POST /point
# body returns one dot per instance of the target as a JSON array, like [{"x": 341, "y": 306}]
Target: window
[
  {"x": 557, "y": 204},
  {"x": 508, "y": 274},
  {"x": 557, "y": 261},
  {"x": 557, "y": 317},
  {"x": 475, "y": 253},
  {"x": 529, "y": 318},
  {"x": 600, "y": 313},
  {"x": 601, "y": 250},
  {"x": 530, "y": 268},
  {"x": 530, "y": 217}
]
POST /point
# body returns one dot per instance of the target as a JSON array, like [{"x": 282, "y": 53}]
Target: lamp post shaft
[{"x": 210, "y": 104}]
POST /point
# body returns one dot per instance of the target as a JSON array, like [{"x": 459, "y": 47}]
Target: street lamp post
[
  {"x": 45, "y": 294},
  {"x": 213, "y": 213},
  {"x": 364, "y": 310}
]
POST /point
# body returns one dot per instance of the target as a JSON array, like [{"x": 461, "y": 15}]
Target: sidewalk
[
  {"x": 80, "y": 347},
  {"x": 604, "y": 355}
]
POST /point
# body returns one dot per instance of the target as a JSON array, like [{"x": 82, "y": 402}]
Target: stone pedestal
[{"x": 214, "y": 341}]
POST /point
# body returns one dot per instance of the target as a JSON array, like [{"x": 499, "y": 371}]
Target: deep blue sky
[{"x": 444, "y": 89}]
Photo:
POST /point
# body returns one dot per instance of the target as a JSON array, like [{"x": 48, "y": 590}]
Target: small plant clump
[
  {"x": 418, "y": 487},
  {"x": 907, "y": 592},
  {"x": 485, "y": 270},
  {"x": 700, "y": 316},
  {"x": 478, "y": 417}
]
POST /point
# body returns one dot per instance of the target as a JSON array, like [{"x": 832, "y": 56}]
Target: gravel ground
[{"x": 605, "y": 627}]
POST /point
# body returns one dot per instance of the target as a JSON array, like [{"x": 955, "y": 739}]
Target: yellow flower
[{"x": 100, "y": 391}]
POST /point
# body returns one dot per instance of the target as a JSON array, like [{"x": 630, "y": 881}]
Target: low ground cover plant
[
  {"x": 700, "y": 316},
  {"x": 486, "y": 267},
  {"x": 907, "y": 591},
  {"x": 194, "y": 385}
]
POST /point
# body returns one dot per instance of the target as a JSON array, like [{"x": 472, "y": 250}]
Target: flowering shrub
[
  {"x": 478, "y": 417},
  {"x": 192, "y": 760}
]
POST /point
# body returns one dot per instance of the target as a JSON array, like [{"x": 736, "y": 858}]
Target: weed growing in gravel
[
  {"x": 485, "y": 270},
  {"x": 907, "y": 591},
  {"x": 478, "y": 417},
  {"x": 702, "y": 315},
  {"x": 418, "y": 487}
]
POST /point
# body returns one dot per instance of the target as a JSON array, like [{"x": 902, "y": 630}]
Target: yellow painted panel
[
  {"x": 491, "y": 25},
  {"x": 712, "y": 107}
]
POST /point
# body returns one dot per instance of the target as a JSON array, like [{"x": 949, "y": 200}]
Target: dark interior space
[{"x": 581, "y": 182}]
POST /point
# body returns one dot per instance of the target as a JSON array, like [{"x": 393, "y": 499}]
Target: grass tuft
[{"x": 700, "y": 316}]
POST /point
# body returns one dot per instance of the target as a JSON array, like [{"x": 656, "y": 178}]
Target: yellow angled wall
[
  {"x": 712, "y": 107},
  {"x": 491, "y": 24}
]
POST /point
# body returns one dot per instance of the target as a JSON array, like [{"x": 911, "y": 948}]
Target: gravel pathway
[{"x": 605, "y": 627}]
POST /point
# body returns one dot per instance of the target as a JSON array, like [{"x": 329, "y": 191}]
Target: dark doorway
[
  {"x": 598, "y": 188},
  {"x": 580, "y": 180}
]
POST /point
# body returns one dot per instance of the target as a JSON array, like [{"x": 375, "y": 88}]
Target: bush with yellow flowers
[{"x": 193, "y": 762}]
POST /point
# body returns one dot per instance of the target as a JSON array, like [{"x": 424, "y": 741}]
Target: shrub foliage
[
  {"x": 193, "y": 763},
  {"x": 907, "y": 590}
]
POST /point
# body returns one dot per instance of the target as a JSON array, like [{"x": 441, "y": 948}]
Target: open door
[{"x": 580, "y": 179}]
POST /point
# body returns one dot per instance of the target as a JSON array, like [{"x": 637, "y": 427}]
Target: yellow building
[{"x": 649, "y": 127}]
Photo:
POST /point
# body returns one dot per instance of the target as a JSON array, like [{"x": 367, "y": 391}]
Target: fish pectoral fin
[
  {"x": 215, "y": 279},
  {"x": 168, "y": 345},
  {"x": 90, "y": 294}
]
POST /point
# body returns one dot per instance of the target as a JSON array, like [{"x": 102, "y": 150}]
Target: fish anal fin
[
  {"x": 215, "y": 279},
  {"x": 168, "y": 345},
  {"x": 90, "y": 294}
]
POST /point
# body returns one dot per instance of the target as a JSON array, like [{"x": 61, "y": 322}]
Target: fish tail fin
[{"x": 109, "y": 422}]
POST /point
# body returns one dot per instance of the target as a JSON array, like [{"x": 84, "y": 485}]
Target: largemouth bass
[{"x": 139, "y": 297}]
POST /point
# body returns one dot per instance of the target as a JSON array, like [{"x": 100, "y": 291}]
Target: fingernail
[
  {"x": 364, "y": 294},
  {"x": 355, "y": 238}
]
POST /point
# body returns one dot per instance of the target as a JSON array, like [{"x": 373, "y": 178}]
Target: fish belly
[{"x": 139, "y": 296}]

━━━━━━━━━━━━━━━━━━━━━━━━━━━━━━

- _WHAT YOU WILL DO_: Print out every entry, keeping each one exact.

- _RESULT FOR THIS EXERCISE_:
POST /point
# body returns one dot per instance of the target as a JSON array, like [{"x": 341, "y": 306}]
Target: window
[
  {"x": 557, "y": 204},
  {"x": 508, "y": 274},
  {"x": 557, "y": 261},
  {"x": 557, "y": 317},
  {"x": 475, "y": 253},
  {"x": 529, "y": 318},
  {"x": 600, "y": 313},
  {"x": 601, "y": 250},
  {"x": 530, "y": 268},
  {"x": 530, "y": 217}
]
POST /point
# body returns one dot per instance of the target as a JSON array, like [{"x": 282, "y": 53}]
Target: lamp post shaft
[{"x": 210, "y": 104}]
POST /point
# body returns one dot per instance of the target as a JSON array, like [{"x": 459, "y": 47}]
Target: street lamp post
[
  {"x": 45, "y": 294},
  {"x": 213, "y": 213},
  {"x": 364, "y": 310}
]
POST /point
# body returns one dot per instance of the target as a JSON array, like [{"x": 461, "y": 15}]
Target: sidewalk
[
  {"x": 80, "y": 347},
  {"x": 604, "y": 355}
]
POST /point
# body returns one dot per instance of the target as a JSON array, like [{"x": 82, "y": 402}]
Target: stone pedestal
[{"x": 214, "y": 341}]
POST /point
# body returns one dot per instance of the target as a JSON array, like [{"x": 499, "y": 371}]
Target: deep blue sky
[{"x": 444, "y": 89}]
Photo:
POST /point
# body returns one dot per instance of the target as a JSON array, like [{"x": 48, "y": 590}]
Target: small plant clump
[
  {"x": 418, "y": 487},
  {"x": 907, "y": 592},
  {"x": 485, "y": 270},
  {"x": 700, "y": 316},
  {"x": 478, "y": 417}
]
POST /point
# body returns one dot per instance of the target as a JSON array, like [{"x": 832, "y": 56}]
Target: gravel ground
[{"x": 605, "y": 627}]
POST /point
# body returns one dot per instance of the target as a JSON array, like [{"x": 955, "y": 739}]
Target: yellow flower
[{"x": 100, "y": 391}]
POST /point
# body returns one dot per instance of the target as a JSON array, like [{"x": 630, "y": 881}]
Target: low ground cover plant
[
  {"x": 700, "y": 316},
  {"x": 486, "y": 267},
  {"x": 907, "y": 591},
  {"x": 194, "y": 385}
]
POST /point
# body returns one dot per instance of the target as a JSON array, like [{"x": 472, "y": 250}]
Target: flowering shrub
[
  {"x": 478, "y": 417},
  {"x": 192, "y": 760}
]
POST /point
# body returns one dot per instance of the target as a JSON array, like [{"x": 736, "y": 858}]
Target: weed growing in gravel
[
  {"x": 485, "y": 270},
  {"x": 907, "y": 591},
  {"x": 478, "y": 417},
  {"x": 702, "y": 315},
  {"x": 418, "y": 487}
]
POST /point
# body returns one dot per instance of the target as a JSON array, like [{"x": 902, "y": 630}]
Target: yellow painted panel
[
  {"x": 491, "y": 25},
  {"x": 712, "y": 107}
]
POST /point
# body returns one dot per instance of the target as a JSON array, like [{"x": 949, "y": 200}]
Target: dark interior space
[{"x": 581, "y": 182}]
POST /point
# body returns one dot per instance of the target as a JSON array, like [{"x": 393, "y": 499}]
Target: grass tuft
[{"x": 700, "y": 316}]
POST /point
# body returns one dot per instance of the target as a JSON array, like [{"x": 656, "y": 178}]
Target: yellow angled wall
[
  {"x": 712, "y": 107},
  {"x": 491, "y": 24}
]
POST /point
# body returns one dot per instance of the target as a JSON array, like [{"x": 911, "y": 948}]
Target: gravel pathway
[{"x": 605, "y": 627}]
POST /point
# body returns one dot per instance of the target as a JSON array, like [{"x": 329, "y": 191}]
Target: dark doorway
[
  {"x": 598, "y": 188},
  {"x": 580, "y": 180}
]
POST /point
# body returns one dot per instance of the target as a JSON array, like [{"x": 375, "y": 88}]
Target: bush with yellow flowers
[{"x": 193, "y": 762}]
POST /point
# body returns one dot per instance of the target as a JSON array, like [{"x": 424, "y": 741}]
Target: shrub foliage
[
  {"x": 193, "y": 763},
  {"x": 907, "y": 590}
]
POST /point
# body returns one dot per instance of the target as a JSON array, like [{"x": 441, "y": 948}]
Target: open door
[{"x": 580, "y": 179}]
POST /point
# body returns one dot per instance of the target as a JSON array, like [{"x": 637, "y": 427}]
Target: yellow building
[{"x": 649, "y": 127}]
Photo:
POST /point
# body returns one dot per instance of the target as a JSON array, like [{"x": 367, "y": 391}]
Target: fish pectoral fin
[
  {"x": 215, "y": 279},
  {"x": 168, "y": 345},
  {"x": 90, "y": 294}
]
POST /point
# body returns one dot per instance of the target as a JSON array, like [{"x": 102, "y": 150}]
Target: fish anal fin
[
  {"x": 215, "y": 279},
  {"x": 168, "y": 345},
  {"x": 90, "y": 294}
]
POST /point
# body returns one dot per instance of the target as a JSON array, like [{"x": 61, "y": 322}]
Target: fish tail fin
[{"x": 109, "y": 422}]
POST /point
# body returns one dot per instance of the target as a JSON array, like [{"x": 84, "y": 485}]
Target: largemouth bass
[{"x": 139, "y": 297}]
POST /point
# body returns one dot per instance of the target as a JSON array, like [{"x": 100, "y": 291}]
Target: fingernail
[
  {"x": 364, "y": 294},
  {"x": 355, "y": 238}
]
POST /point
# body returns one dot per instance of the target as a JSON array, like [{"x": 373, "y": 178}]
Target: fish belly
[{"x": 139, "y": 296}]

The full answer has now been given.